DATA FOR THE TASK »
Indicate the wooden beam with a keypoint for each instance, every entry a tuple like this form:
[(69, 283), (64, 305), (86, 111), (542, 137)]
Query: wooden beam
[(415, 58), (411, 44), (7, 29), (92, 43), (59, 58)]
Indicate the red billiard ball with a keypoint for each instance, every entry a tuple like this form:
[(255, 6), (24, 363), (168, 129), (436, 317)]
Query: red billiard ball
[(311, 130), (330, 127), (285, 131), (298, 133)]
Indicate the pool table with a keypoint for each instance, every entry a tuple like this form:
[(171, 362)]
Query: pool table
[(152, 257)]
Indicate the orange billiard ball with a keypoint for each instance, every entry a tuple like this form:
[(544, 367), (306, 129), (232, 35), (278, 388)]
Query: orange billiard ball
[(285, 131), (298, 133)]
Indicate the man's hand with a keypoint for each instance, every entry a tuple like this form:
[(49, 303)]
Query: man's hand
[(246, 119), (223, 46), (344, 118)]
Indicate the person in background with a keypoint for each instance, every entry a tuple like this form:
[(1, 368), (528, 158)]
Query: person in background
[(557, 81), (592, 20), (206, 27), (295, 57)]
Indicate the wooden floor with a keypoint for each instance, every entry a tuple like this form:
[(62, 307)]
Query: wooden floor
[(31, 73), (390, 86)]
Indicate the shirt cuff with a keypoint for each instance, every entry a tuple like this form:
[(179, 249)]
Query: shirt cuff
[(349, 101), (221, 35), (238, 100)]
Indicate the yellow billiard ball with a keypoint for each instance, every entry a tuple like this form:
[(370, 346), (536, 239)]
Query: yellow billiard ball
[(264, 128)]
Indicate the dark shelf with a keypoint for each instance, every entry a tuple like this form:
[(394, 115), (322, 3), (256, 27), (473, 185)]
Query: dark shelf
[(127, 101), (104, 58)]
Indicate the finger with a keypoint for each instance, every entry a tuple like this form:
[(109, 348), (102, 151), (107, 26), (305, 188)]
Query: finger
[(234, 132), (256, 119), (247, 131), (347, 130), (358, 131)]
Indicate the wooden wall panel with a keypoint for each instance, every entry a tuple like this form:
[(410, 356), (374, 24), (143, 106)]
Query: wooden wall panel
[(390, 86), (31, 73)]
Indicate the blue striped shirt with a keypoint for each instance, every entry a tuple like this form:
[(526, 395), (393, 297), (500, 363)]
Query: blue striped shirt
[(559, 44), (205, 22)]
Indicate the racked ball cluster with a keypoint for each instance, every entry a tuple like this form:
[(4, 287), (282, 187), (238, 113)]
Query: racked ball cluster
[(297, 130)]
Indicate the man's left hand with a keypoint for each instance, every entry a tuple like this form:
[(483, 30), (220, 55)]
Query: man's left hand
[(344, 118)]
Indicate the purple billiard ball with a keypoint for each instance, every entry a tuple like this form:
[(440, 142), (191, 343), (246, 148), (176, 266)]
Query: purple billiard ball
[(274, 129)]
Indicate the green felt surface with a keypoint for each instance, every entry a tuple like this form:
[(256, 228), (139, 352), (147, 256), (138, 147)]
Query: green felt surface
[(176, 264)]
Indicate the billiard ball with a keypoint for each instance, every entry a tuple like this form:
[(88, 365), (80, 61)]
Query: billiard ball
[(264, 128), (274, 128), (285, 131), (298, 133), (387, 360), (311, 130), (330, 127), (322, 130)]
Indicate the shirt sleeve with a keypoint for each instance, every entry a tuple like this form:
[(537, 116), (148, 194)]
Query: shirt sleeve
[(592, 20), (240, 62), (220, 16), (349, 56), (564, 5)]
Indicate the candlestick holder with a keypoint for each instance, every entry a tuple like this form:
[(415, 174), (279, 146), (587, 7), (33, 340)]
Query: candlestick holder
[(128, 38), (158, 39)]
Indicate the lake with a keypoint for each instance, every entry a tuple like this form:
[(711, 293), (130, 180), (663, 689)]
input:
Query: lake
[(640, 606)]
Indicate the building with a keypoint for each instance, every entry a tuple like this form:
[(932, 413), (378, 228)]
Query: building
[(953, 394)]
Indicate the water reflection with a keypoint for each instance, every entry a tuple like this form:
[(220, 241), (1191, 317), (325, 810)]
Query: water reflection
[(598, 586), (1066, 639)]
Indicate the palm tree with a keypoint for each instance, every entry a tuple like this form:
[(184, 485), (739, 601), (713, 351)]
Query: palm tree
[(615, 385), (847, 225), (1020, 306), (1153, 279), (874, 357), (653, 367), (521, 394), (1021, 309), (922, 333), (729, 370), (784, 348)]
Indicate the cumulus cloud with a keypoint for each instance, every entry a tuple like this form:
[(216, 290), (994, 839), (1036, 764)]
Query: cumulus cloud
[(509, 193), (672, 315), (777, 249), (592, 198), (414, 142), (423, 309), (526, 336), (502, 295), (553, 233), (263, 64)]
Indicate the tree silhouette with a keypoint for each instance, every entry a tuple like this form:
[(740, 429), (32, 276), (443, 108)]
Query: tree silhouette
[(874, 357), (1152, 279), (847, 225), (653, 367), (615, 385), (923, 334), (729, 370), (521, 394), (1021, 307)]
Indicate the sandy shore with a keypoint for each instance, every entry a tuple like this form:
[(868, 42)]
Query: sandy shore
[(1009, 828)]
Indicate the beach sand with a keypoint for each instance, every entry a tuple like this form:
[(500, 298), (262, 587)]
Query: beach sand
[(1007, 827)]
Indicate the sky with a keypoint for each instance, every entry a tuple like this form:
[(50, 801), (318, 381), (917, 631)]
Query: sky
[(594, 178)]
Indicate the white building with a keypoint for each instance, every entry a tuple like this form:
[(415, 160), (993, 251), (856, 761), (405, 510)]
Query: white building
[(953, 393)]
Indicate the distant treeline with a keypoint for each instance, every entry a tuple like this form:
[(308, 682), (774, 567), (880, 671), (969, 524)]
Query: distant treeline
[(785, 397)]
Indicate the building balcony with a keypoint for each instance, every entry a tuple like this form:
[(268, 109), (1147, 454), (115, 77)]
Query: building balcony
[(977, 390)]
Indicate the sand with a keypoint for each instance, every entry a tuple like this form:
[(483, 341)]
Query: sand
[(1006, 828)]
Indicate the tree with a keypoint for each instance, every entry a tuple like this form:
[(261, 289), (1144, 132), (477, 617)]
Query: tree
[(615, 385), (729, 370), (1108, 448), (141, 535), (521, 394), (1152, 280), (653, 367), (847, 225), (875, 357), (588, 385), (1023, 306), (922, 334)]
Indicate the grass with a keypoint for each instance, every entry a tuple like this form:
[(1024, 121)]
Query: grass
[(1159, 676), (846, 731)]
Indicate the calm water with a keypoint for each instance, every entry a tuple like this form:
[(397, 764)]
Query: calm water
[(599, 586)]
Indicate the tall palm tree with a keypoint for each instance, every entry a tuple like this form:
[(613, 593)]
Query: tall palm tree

DIRECTIONS » Format the lines of the entries, starting at the line containing "Indicate the tall" and ending at the last line of the entries, as a Markdown table with the columns Row and Entry line, skipping any blank lines.

SOLUTION FOR THIS TASK »
| Row | Entry line |
|---|---|
| 1 | Indicate the tall palm tree with a keypoint for each instance, every entry a tuple like this form: |
| 2 | [(613, 593)] |
| 3 | Query: tall palm tree |